*Task to complete:* In the records below, find each line that holds "segment" and return it.

BEGIN Source data

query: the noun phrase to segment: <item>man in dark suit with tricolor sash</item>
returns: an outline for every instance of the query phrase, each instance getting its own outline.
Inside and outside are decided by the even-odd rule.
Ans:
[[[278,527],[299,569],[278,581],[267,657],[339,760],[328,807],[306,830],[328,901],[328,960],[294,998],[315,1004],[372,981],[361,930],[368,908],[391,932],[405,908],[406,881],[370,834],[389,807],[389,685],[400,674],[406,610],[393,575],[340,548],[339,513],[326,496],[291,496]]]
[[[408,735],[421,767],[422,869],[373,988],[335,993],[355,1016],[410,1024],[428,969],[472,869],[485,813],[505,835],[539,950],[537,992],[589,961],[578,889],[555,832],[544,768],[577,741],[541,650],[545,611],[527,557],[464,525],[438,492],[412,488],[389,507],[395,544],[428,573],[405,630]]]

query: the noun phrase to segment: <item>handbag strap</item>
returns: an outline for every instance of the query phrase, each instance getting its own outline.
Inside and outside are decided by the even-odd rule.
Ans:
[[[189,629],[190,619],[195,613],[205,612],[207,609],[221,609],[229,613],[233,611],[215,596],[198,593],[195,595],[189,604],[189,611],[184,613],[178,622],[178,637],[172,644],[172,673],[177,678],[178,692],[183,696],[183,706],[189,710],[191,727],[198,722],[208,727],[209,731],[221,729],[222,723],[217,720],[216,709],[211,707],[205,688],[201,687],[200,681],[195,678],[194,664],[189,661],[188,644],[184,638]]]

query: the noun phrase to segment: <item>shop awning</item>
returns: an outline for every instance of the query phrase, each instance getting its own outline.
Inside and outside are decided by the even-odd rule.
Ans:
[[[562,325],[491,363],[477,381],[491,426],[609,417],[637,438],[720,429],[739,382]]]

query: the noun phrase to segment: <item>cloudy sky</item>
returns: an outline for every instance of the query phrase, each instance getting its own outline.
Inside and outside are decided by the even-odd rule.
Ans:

END Source data

*Your solution:*
query: the noun phrase to segment: <item>man in dark suit with tricolor sash</item>
query: the noun phrase to segment: <item>handbag strap</item>
query: the noun phrase to segment: <item>shop awning</item>
query: the noun phrase to segment: <item>cloudy sky</item>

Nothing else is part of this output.